>> start

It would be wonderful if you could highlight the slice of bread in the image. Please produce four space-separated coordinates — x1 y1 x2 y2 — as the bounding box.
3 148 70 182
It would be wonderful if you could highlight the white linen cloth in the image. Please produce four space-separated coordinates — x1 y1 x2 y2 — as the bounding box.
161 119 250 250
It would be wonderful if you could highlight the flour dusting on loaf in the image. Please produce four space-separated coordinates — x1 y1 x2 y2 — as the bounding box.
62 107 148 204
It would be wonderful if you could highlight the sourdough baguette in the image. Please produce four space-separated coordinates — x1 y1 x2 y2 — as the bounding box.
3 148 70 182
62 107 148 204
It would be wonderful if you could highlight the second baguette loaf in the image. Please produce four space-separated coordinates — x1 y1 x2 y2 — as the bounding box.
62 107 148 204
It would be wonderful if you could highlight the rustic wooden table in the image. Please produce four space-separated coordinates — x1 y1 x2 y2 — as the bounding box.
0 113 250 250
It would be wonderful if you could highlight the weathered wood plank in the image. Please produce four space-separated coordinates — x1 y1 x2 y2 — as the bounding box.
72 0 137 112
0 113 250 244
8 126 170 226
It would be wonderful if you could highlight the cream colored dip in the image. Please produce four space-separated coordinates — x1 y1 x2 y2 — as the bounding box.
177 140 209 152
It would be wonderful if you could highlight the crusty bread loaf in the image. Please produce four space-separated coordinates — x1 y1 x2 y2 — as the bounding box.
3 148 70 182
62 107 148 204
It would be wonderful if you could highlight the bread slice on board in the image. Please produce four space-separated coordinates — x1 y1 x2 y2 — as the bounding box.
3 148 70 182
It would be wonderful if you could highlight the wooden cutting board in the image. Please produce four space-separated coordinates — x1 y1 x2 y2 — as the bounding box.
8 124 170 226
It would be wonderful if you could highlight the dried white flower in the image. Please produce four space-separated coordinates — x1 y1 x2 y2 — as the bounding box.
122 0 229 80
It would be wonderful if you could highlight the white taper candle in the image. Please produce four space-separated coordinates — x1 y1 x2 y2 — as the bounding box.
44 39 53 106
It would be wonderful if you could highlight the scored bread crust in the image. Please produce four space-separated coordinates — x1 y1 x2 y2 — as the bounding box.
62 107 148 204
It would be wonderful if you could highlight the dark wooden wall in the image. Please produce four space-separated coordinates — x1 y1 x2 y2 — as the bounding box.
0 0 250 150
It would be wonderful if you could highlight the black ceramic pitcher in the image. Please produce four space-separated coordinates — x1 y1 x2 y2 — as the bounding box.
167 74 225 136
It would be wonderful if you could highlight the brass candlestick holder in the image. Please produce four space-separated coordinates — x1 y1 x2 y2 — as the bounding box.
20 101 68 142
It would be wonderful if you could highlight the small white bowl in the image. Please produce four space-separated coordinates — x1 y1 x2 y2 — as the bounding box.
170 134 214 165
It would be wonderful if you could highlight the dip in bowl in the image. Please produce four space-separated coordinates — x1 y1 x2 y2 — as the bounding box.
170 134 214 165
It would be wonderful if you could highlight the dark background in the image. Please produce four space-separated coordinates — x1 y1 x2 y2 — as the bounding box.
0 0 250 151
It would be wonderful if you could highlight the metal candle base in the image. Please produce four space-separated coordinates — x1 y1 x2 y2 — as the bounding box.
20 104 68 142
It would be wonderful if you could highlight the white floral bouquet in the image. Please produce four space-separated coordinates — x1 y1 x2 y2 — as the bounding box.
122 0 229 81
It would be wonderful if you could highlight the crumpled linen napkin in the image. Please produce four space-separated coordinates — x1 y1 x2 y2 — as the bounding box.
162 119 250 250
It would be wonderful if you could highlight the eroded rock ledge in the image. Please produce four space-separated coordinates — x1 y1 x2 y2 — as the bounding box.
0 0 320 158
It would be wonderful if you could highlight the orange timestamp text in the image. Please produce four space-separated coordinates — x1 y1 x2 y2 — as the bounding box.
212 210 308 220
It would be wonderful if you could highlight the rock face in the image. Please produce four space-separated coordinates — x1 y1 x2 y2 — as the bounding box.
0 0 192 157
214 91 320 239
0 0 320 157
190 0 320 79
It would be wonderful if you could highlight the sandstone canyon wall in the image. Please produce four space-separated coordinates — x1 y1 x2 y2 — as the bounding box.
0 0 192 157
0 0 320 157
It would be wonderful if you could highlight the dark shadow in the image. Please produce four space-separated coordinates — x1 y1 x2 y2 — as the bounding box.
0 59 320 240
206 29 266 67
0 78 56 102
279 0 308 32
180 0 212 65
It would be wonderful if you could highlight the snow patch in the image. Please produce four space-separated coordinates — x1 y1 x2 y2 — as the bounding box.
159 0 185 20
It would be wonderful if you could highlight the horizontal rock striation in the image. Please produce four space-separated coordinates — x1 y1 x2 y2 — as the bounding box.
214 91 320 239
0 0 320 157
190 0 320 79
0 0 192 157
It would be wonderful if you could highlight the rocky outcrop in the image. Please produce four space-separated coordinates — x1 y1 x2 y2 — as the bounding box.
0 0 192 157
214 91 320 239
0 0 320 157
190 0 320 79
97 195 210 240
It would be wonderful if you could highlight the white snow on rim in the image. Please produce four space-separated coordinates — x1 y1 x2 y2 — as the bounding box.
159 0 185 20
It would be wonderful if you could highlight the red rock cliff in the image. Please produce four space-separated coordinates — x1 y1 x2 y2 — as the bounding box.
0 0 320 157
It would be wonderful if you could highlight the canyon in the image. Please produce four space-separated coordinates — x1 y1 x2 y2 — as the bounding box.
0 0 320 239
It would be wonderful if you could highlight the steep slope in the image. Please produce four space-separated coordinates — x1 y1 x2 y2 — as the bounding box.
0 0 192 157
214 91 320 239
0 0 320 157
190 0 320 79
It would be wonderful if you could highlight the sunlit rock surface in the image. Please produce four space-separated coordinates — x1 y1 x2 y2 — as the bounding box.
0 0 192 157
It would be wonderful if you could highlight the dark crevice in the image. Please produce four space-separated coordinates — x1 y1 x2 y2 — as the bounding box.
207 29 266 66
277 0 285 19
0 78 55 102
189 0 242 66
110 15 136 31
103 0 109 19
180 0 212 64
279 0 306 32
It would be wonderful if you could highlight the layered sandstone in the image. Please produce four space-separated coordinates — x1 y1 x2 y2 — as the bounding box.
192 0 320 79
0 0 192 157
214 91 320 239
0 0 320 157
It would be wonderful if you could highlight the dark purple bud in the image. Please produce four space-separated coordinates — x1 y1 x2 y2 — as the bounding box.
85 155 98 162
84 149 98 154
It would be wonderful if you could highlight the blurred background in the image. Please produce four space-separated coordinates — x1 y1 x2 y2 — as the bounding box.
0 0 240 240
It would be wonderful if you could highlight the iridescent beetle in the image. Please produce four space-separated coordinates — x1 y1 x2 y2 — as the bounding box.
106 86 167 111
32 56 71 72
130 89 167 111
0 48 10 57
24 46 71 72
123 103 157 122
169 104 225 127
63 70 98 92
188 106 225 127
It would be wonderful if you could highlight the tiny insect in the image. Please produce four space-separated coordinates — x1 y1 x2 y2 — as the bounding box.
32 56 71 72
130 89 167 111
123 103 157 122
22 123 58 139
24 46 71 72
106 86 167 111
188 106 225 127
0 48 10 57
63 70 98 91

>> end

**WRITTEN TASK:**
Please copy all of the data above line for line, changing nothing.

**TASK RESPONSE:**
It would be wonderful if you could highlight the slice of bread in the image. Please produce four space-separated coordinates — x1 y1 x2 y2 — as the bounding box.
3 148 70 182
It would be wonderful if you could highlight the white linen cloth in the image. Please produce four space-separated coordinates — x1 y1 x2 y2 — as the bounding box.
161 119 250 250
It would be wonderful if you could highlight the flour dusting on loaf in the image. Please produce four space-separated coordinates — x1 y1 x2 y2 — as the bounding box.
62 107 148 204
It would be wonderful if you could highlight the sourdough baguette in the image. Please produce four space-separated coordinates — x1 y1 x2 y2 — as the bounding box.
3 148 70 182
62 107 148 204
It would be wonderful if you could highlight the second baguette loaf in the image. Please produce four space-separated coordinates — x1 y1 x2 y2 — as the bounding box.
62 107 148 204
It would be wonderful if you could highlight the rustic wooden table in the image. Please produce four space-separated coordinates — x1 y1 x2 y2 — as the bounding box.
0 113 250 250
It would be wonderful if you could highlight the weathered wood plank in the image. Please produce four space-separated coordinates — x1 y1 x2 y2 — as the bounding box.
72 0 137 112
0 113 250 244
8 126 170 226
It would be wonderful if you could highlight the cream colored dip in the image. Please produce four space-separated coordinates — x1 y1 x2 y2 — as the bounding box.
177 140 209 152
It would be wonderful if you could highlight the crusty bread loaf in the image. Please produce four space-separated coordinates — x1 y1 x2 y2 — as the bounding box.
3 148 70 182
62 107 148 204
It would be wonderful if you could highlight the bread slice on board in the image. Please produce four space-separated coordinates — x1 y1 x2 y2 — as the bounding box.
3 148 70 182
It would be wonderful if you could highlight the wooden cutting board in the image. Please produce four space-separated coordinates — x1 y1 x2 y2 — as the bounding box.
8 124 170 226
It would be wonderful if you could highlight the dried white flower in the image. Please produce four space-separated coordinates — x1 y1 x2 y2 — as the bounding box.
122 0 229 80
It would be wonderful if you could highlight the white taper candle in the image. Please produce four space-separated coordinates — x1 y1 x2 y2 — as the bounding box.
44 39 53 106
It would be wonderful if you could highlight the scored bread crust in the image. Please produce four space-separated coordinates — x1 y1 x2 y2 — as the bounding box.
62 107 148 204
It would be wonderful if you could highlight the dark wooden wall in the image. Please produce four space-separated coordinates — x1 y1 x2 y2 — as the bounding box.
0 0 250 150
It would be wonderful if you could highlight the black ceramic pitcher in the image. Please produce four space-separated coordinates — x1 y1 x2 y2 — as the bounding box.
167 74 225 136
It would be wonderful if you could highlight the brass candlestick holder in the image. Please produce four space-separated coordinates — x1 y1 x2 y2 — as the bounding box.
20 101 68 142
It would be wonderful if you could highlight the small white bowl in the image. Please produce four space-separated coordinates — x1 y1 x2 y2 — as the bounding box.
170 134 214 165
It would be wonderful if you could highlight the dip in bowl in the image. Please produce four space-separated coordinates — x1 y1 x2 y2 — as the bounding box.
170 134 214 165
It would be wonderful if you could highlight the dark background in the image. Please produce four space-separated coordinates — x1 y1 x2 y2 — as the bounding box.
0 0 250 151
It would be wonderful if you could highlight the metal candle base in the image. Please produce four space-separated coordinates — x1 y1 x2 y2 — as the bounding box.
20 104 68 142
It would be wonderful if you could highlight the white floral bouquet in the image. Please produce four space-separated coordinates — x1 y1 x2 y2 — as the bounding box.
122 0 229 81
It would be wonderful if you could highlight the crumpled linen napkin in the image. Please produce four space-separated coordinates — x1 y1 x2 y2 — as the bounding box.
162 119 250 250
It would be wonderful if you could highlight the eroded rock ledge in the image. Please produce four space-separated coordinates — x1 y1 x2 y2 — as the bounding box.
0 0 320 158
It would be wonderful if you could highlight the orange timestamp text in the image. Please produce four space-separated coordinates — x1 y1 x2 y2 — as the bounding box.
212 210 308 220
It would be wonderful if you could highlight the rock face in the image. Please produce four space-separated coordinates — x1 y1 x2 y2 — as the bounding box.
0 0 192 157
214 91 320 239
0 0 320 157
190 0 320 79
It would be wonderful if you could highlight the sandstone canyon wall in the image. Please produce four space-separated coordinates — x1 y1 x2 y2 — as the bounding box.
0 0 192 157
0 0 320 157
It would be wonderful if you could highlight the dark shadow in the image. Please produce four space-separated coordinates — x1 y1 x2 y2 — as the bounding box.
0 59 320 240
206 29 266 67
0 78 56 102
279 0 308 32
180 0 212 65
It would be wonderful if you could highlight the snow patch in the image. Please produce four space-separated coordinates — x1 y1 x2 y2 — as the bounding box.
159 0 185 20
It would be wonderful if you could highlight the horizontal rock striation in the image. Please produce four space-separated coordinates — x1 y1 x2 y2 — as the bounding box.
214 91 320 239
0 0 320 157
190 0 320 79
0 0 192 157
It would be wonderful if you could highlight the rocky outcrop in the image. Please produce four space-separated coordinates — x1 y1 x2 y2 — as the bounding box.
0 0 192 157
214 91 320 239
0 0 320 157
190 0 320 79
97 195 210 240
It would be wonderful if you could highlight the white snow on rim in the image. Please produce four space-separated coordinates — x1 y1 x2 y2 — as the bounding box.
159 0 185 20
It would be wonderful if you could highlight the red rock cliff in the image. Please produce four space-separated coordinates — x1 y1 x2 y2 — as the bounding box.
0 0 320 157
It would be wonderful if you could highlight the canyon in the image. Please produce four space-separated coordinates — x1 y1 x2 y2 — as the bounding box.
0 0 320 239
It would be wonderful if you could highlight the steep slope in the image. Please produce four space-separated coordinates — x1 y1 x2 y2 — as the bounding box.
0 0 192 157
214 91 320 239
0 0 320 157
190 0 320 79
It would be wonderful if you could highlight the sunlit rock surface in the image. Please produce four space-separated coordinates — x1 y1 x2 y2 — as the bounding box.
0 0 192 157
It would be wonderful if you could highlight the dark crevice in the image. Please produce four space-separated coordinates — x1 y1 x2 y2 — as the bounding box.
207 29 266 66
277 0 285 19
0 78 55 102
189 0 242 66
110 15 136 31
103 0 109 19
180 0 212 64
279 0 306 32
It would be wonderful if you could highlight the layered sandstone in the image. Please produce four space-separated coordinates — x1 y1 x2 y2 — as the bounding box.
192 0 320 79
0 0 192 157
214 91 320 239
0 0 320 157
It would be wonderful if you could highlight the dark purple bud in the image. Please produce four space-separated coordinates — x1 y1 x2 y2 — as the bounding box.
85 155 98 162
84 149 98 154
It would be wonderful if you could highlight the blurred background in the image. Please produce four space-separated coordinates — x1 y1 x2 y2 — as the bounding box.
0 0 240 240
It would be wonderful if you could highlight the iridescent beetle in the image. Please produce four space-separated coordinates — x1 y1 x2 y2 — as the bounding box.
106 86 167 111
32 56 71 72
130 89 167 111
0 48 10 57
24 46 71 72
123 103 157 122
169 104 225 127
63 70 98 92
188 106 225 127
It would be wonderful if you could highlight the tiny insect in the image. Please produce four space-separated coordinates — x1 y1 x2 y2 — as the bounding box.
32 56 71 72
130 89 167 111
123 103 157 122
22 123 58 139
24 46 71 72
106 86 167 111
188 106 225 127
0 48 10 57
63 70 98 91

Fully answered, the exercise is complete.